JavaScript readability vs performance: a false tradeoff

Have you ever come across a piece of "clever" Javascript code that causes you to slow down and concentrate a little harder in order to digest it?

"Prefer readability over premature optimization" is a popular developer mantra, but the mantra also implies that the two are mutually exclusive. Does this assumption actually hold true when we are dealing with hard-to-parse one-liners?

Here's an example of a "clever" piece of code, a one-line solution to the FizzBuzz problem (taken from this medium post):

 function oneLineFizBuzz (n) {
    return ((n % 3 ? '' : 'fizz') + (n % 5 ? '' : 'buzz') || n);
}

Sure, you have to squint a little and think through the use case where n is divisible by both 3 and 5, and you also have to remember that an empty string evaluates to a falsy value in Javascript, but at least it's fast right?

For comparison's sake, let's also create a much more straightforward version of the FizzBuzz solution:

function clearFizzBuzz (n) {
    let result;
    const div3 = n % 3 === 0;
    const div5 = n % 5 === 0;
    if (div3 && div5) {
        result = 'fizzbuzz';
    } else if (div3) {
        result = 'fizz';
    } else if (div5) {
        result = 'buzz';
    } else {
        result = n;
    }
    return result;
}

The second solution – while argueably contrived and longer than it needs to be – is easier to read and reason about. But is it slower than the one-line version? And if so, by how much?

By the end of the post, you'll see that because most of our JS code runs on highly optimized engines, performance and readability are not mortal enemies. In fact, readable Javascript is frequently the same as performant Javascript.

• [GIVEN REQUEST A]:
In the post above on JavaScript readability and performance, translate this sentence into Spanish: "In fact, readable Javascript is frequently the same as performant Javascript."
• [GIVEN REQUEST B]:
Extend the post on JavaScript readability versus performance, picking up after its final paragraph.

• [RAW RECORDS]:

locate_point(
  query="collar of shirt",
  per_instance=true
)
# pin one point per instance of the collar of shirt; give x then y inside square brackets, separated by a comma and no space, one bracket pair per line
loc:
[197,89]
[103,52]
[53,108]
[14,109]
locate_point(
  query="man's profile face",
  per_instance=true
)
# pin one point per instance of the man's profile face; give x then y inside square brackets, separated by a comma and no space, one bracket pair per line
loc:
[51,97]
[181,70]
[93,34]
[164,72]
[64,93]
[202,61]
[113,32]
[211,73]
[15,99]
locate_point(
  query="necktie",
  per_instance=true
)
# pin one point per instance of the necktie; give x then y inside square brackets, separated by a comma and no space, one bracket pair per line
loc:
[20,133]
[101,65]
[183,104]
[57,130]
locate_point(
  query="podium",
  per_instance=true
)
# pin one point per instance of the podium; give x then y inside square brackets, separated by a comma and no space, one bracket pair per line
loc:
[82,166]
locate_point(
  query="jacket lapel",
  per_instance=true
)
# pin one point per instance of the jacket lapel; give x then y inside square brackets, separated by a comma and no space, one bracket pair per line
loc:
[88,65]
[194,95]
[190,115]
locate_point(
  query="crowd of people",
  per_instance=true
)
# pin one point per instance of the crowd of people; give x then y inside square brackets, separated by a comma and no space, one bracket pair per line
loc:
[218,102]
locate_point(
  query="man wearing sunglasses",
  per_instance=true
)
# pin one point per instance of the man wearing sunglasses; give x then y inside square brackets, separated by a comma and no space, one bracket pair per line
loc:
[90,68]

• [EXERCISE ANSWER A]:
De hecho, el Javascript legible suele ser lo mismo que el Javascript eficiente.

• [EXERCISE ANSWER B]:
Benchmarking Our Functions

Looking at our two functions, the clear version contains two more constant assignments (div3, div5) and one more branching operation (div3&&div5). It should in theory be slower.

To make sure, let's run some experiments using the benchmark file from Surma's Is WebAssembly magic performance pixie dust? post (gist). We'll run each function for integers from 1 to 10e5 for 10 iterations and average the results. We'll also run 10 iterations before recording results, allowing the V8 engine to warm up and optimize the two functions:

const ITERATIONS = 10;
const oneLineResults = benchmark({
  run() {
    for (let i = 1; i < 10e5; i++) {
      oneLineFizBuzz(i);
    }
  },
  numWarmup: 10,
  numIterations: ITERATIONS
});
print('one line version result:', oneLineResults.average);

Here's our result running the testing code with NodeJS:

one line version result: 4.6
clear version result: 2.7

The more verbose version is significantly faster. Huh, what gives?

V8 Bytecode

To get a better understanding of why our clever one-liner FizzBuzz solution is slower, we need to take a look at how V8 works. V8 is the Javascript engine that powers NodeJS, you can directly download a binary version of the engine either via JSVU instead of compiling locally.

The results below are from v8-debug-10.4.132 on my local Linux 64-bit system.

Here's a diagram of how V8 processes our Javascript source code:

A diagram of the V8 engine's compilation pipeline

Note: this diagram is out of date, the V8 engine v10.4 no longer uses Crankshaft and instead has two additional optimizers before TurboFan – Sparkplug and Maglev.

On engine start, V8 first parses the JS code into its AST, then the Ignition interpreter translates the AST into platform-independent V8 Bytecode before passing it on to additional optimizing compilers. Its the optimizers' job to turn the platform-independent bytecode into platform-specific machine optimized code.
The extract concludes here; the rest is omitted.